» WORK INSTRUCTIONS
Count the lines of the items below that contain the string "building", treating uppercase and lowercase letters as different. Give only the number.
○ ○ ○ ○ ○
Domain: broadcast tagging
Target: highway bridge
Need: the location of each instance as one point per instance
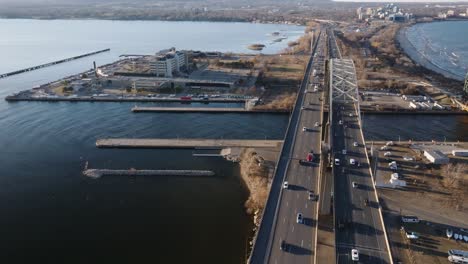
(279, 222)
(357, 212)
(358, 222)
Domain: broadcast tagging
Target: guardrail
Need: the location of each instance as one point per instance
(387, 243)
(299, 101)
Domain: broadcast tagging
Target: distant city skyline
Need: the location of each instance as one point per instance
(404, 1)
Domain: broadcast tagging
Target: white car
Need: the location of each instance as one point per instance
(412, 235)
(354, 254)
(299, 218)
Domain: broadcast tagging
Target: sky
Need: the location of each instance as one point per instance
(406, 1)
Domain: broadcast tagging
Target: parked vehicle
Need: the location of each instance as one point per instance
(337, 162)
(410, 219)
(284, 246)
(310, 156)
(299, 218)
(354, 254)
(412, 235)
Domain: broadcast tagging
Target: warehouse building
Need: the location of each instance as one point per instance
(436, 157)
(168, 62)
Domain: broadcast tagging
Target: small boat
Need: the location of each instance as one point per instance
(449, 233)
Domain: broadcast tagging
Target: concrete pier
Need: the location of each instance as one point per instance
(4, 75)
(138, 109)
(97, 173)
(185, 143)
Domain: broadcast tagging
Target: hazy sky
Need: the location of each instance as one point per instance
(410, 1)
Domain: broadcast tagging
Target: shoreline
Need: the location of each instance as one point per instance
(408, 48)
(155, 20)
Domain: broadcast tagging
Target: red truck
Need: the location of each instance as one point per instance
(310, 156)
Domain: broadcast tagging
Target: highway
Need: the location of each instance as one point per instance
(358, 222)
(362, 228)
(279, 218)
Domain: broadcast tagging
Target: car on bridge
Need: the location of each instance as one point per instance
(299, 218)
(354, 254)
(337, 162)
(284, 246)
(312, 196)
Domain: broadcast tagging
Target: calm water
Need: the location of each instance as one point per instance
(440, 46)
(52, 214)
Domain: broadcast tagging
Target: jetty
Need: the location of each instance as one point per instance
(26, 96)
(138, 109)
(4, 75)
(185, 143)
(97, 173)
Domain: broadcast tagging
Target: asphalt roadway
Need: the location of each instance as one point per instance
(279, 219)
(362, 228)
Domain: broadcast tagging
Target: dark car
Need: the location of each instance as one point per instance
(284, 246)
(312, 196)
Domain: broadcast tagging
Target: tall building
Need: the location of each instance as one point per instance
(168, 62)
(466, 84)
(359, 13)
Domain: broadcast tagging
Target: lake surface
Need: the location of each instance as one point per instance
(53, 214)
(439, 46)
○ ○ ○ ○ ○
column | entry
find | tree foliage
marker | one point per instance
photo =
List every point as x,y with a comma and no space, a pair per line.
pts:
○ ○ ○ ○ ○
» RESPONSE TO THE EXERCISE
2